- Yazılı görev 1 -
Marco Rubio hakkındaki metinde "ABD Başkanı olarak seçilen" sözleriyle başlayan paragrafı, ana bilgilerini koruyarak madde madde yeniden yazın.
++++ Verilen metin
Marco Rubio’nun Türkiye Üzerindeki Etkisi ve ABD İlişkileri
Marco Rubio: Türkiye'nin ABD İlişkilerinde Tartışmalı Bir Figür
ABD Başkanı olarak seçilen Donald Trump, gelecek kabinesinin Dışişleri Bakanı olarak Marco Rubio'yu resmen duyurdu. Rubio'nun sosyal medya üzerinden yaptığı paylaşım, bu seçimin resmi onayını verdi. Uzun ve dikkat çekici bir siyasi kariyere sahip olan Rubio'nun Türkiye hakkındaki görüşleri, Amerika Birleşik Devletleri ile Türkiye arasındaki gelecekteki ikili ilişkilerde potansiyel zorluklar yaratabilir. Peki, Türkiye'nin başına bela olabilecek bu "şahin" senatör kimdir?
++++++++
- Yazılı görev 2 -
Kayıtlarda "white" dizesini içeren kaç satır olduğunu yalnızca sayıyla belirtin. Büyük-küçük harf ayrımı dikkate alınır.
++++ Çıkarılan kayıtlar
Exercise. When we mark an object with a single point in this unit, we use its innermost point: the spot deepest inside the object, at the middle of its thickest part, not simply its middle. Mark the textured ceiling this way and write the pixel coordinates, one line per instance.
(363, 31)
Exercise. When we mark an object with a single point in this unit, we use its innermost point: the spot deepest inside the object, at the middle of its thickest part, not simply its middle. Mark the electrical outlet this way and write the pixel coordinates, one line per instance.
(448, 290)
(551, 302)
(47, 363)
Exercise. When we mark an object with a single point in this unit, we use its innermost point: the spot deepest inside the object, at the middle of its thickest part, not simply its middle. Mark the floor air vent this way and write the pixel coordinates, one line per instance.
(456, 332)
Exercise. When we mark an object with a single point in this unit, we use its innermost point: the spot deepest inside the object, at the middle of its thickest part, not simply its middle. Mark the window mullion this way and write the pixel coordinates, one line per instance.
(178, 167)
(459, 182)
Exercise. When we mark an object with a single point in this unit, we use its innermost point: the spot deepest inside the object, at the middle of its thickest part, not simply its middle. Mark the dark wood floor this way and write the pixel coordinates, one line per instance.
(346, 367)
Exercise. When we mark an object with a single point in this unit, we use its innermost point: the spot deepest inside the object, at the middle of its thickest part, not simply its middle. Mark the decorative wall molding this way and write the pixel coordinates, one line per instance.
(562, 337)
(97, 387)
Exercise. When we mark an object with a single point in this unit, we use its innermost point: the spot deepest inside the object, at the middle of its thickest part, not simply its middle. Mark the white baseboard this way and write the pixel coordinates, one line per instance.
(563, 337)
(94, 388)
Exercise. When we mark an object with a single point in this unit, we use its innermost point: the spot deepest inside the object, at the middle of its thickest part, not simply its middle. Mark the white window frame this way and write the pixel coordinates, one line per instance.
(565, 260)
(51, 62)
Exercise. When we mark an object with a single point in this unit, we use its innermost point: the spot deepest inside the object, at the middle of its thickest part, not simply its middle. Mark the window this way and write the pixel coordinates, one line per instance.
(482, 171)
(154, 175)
++++++++
- Tam cevap 1 -
- Seçilmiş ABD Başkanı Donald Trump, Marco Rubio'yu gelecek kabinesinin Dışişleri Bakanı olarak resmen duyurdu.
- Rubio'nun sosyal medyadaki paylaşımı bu seçimin resmi onayı oldu.
- Rubio'nun uzun ve dikkat çekici bir siyasi kariyeri var.
- Rubio'nun Türkiye hakkındaki görüşleri, ABD ile Türkiye arasındaki gelecekteki ikili ilişkilerde zorluklar yaratabilir.

- Tam cevap 2 -
2